SHORT EXERCISE:
Pick out and copy every line below that contains the word "athletic". Match case exactly.

(Point-based annotation data)
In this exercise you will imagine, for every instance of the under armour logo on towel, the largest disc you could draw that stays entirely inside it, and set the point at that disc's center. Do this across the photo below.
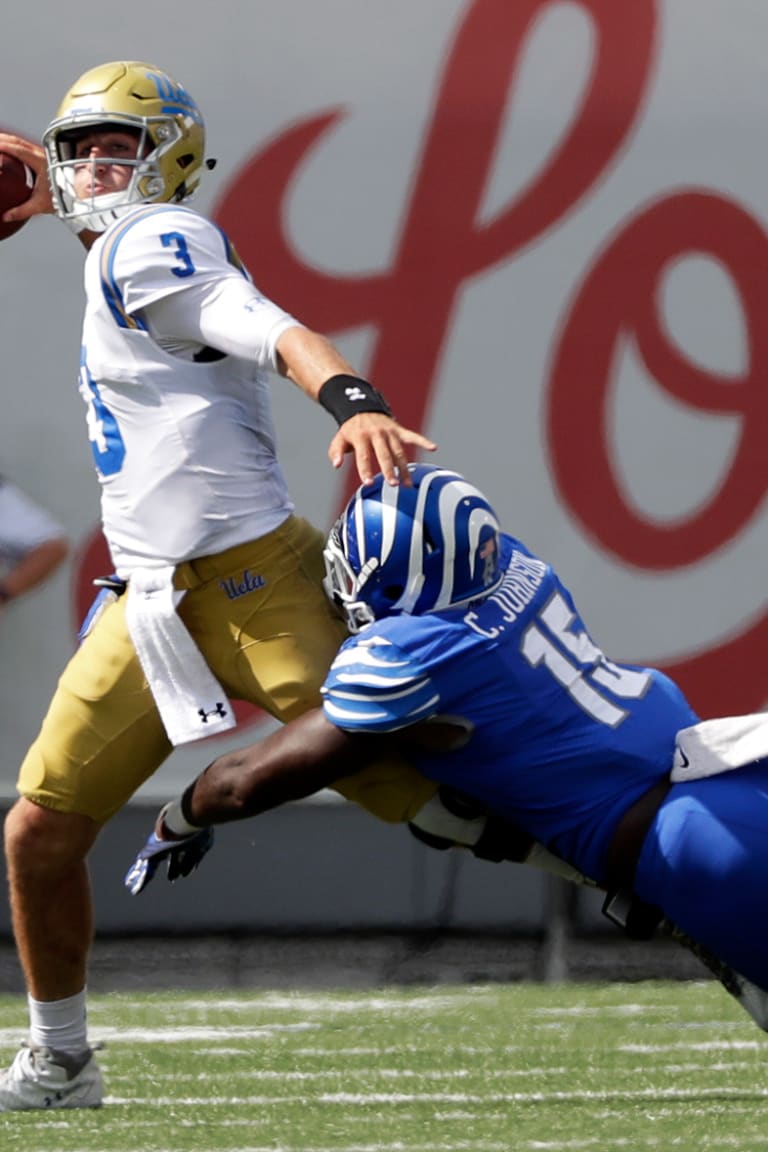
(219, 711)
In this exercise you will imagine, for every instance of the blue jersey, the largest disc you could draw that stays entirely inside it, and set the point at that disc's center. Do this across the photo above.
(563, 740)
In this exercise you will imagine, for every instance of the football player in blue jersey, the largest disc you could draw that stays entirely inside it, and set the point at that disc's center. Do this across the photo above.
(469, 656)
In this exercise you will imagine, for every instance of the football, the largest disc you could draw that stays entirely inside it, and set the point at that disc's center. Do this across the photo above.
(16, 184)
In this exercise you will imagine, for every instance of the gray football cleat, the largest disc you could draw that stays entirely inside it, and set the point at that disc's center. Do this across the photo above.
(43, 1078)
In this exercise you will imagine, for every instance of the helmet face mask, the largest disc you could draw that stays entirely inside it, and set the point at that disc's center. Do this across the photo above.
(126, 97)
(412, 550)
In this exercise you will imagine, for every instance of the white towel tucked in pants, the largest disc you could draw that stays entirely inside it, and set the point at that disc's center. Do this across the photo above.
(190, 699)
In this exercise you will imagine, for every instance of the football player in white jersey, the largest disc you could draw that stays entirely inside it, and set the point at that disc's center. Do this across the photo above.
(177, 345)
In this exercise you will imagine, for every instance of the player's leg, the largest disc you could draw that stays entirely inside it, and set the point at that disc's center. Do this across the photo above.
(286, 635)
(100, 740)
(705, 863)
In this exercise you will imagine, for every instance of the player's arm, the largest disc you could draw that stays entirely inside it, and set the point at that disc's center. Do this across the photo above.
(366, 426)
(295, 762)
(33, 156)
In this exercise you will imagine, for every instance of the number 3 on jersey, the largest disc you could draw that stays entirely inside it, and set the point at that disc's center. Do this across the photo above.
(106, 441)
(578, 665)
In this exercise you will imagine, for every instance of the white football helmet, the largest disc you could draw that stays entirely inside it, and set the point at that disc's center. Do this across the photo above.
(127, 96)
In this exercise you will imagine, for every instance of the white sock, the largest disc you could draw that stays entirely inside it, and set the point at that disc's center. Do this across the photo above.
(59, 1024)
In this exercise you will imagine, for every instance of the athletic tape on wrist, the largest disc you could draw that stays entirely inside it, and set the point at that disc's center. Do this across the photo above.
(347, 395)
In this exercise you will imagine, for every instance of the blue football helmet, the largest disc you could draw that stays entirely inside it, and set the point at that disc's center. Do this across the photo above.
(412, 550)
---
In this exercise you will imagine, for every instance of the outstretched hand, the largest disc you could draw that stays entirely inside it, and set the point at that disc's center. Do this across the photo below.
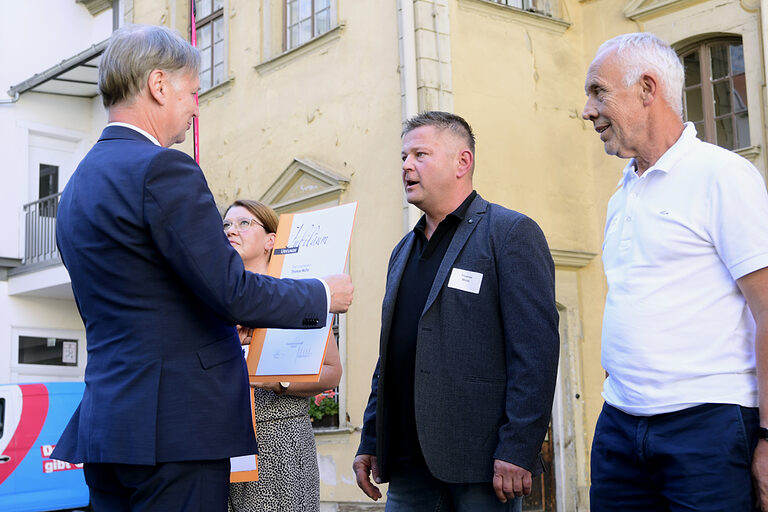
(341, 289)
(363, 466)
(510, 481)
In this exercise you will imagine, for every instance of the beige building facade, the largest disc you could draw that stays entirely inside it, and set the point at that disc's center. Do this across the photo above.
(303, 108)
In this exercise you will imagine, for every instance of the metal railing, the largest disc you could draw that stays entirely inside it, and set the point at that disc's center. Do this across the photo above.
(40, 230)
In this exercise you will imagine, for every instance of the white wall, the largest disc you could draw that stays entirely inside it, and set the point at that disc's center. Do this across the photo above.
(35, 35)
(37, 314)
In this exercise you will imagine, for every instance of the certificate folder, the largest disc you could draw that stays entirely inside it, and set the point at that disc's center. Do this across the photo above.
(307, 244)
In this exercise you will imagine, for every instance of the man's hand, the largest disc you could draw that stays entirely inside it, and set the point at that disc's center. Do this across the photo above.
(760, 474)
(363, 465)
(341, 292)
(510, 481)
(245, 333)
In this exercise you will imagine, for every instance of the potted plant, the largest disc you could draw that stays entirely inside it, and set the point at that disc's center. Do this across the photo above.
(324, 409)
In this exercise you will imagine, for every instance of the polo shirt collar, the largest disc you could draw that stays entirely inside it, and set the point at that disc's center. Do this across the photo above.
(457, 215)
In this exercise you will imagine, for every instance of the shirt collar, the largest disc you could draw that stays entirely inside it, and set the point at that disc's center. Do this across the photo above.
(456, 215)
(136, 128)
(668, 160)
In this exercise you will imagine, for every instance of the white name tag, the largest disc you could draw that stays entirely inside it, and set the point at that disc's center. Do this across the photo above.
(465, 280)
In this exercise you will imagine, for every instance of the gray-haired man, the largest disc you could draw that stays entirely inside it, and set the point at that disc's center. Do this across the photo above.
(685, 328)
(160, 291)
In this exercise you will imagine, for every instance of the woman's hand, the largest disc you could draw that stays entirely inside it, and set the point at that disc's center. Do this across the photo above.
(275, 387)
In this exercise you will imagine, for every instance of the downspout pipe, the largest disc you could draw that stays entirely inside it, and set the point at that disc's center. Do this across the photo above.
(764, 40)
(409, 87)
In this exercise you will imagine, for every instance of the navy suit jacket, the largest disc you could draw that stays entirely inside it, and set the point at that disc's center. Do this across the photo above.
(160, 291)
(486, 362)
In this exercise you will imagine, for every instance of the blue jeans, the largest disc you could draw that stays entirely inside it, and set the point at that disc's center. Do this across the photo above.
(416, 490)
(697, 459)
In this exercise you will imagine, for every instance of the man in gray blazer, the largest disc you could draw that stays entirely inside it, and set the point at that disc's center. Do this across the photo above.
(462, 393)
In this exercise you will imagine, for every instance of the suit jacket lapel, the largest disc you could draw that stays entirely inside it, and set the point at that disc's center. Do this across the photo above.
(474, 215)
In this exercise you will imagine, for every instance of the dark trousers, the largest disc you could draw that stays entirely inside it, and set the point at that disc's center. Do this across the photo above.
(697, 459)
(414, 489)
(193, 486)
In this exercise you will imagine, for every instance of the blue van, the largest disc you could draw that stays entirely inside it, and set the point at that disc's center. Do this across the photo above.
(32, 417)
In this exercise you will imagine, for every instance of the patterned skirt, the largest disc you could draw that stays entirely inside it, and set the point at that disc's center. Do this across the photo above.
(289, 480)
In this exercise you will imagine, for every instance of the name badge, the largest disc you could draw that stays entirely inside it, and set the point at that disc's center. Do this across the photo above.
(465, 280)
--
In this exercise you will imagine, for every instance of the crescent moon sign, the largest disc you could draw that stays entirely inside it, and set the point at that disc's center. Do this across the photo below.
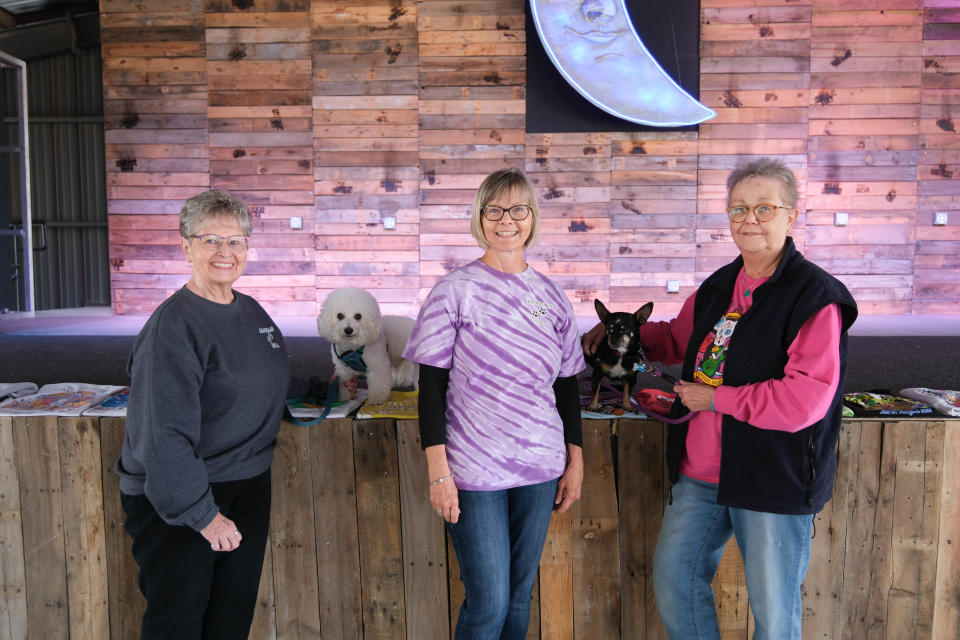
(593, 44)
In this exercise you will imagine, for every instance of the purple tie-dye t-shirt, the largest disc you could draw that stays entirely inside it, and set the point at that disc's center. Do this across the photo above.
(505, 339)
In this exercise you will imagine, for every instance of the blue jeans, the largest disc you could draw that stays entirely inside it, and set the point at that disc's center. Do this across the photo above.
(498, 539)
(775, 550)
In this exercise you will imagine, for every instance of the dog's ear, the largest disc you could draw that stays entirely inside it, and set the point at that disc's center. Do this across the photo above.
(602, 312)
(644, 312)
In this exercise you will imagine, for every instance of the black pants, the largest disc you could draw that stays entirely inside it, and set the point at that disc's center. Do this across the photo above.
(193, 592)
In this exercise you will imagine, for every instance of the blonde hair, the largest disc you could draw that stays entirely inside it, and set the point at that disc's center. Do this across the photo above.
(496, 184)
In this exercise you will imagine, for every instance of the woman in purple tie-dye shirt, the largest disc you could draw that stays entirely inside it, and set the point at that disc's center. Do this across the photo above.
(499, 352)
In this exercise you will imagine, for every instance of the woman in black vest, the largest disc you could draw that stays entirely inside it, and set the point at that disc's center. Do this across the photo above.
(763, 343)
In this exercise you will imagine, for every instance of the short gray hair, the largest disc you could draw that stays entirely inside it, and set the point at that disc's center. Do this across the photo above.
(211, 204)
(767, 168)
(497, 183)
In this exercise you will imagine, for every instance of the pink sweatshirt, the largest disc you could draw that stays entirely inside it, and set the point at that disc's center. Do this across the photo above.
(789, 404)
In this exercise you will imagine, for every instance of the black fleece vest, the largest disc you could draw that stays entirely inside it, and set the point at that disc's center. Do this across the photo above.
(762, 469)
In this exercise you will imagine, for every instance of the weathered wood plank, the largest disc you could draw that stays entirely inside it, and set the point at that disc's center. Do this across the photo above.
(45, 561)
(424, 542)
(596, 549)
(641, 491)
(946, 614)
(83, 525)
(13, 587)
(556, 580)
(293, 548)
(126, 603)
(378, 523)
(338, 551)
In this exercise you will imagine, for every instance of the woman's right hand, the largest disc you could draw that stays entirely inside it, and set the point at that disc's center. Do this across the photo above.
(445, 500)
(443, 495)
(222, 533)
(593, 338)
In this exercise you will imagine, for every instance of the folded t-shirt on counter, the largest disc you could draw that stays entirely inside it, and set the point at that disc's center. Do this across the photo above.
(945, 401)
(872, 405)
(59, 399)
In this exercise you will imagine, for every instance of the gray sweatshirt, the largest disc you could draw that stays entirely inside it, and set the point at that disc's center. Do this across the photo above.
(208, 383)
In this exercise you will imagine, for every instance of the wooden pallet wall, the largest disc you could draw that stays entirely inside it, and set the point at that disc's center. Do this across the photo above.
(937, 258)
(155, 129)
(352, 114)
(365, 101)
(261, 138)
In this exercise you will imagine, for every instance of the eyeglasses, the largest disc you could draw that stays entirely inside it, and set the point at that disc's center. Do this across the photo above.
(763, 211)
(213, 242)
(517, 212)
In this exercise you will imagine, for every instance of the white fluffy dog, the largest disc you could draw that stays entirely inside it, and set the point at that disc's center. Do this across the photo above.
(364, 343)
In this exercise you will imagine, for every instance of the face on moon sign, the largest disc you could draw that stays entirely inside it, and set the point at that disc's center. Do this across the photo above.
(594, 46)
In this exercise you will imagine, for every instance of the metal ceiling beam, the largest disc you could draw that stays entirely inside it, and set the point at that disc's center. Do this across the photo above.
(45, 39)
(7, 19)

EXERCISE ANSWER:
In this exercise you will imagine, for every instance of the athletic tape on wrist, the largest disc you could draw that stays entirely inside it, and set the point at that disc's center. Do this across the photo above.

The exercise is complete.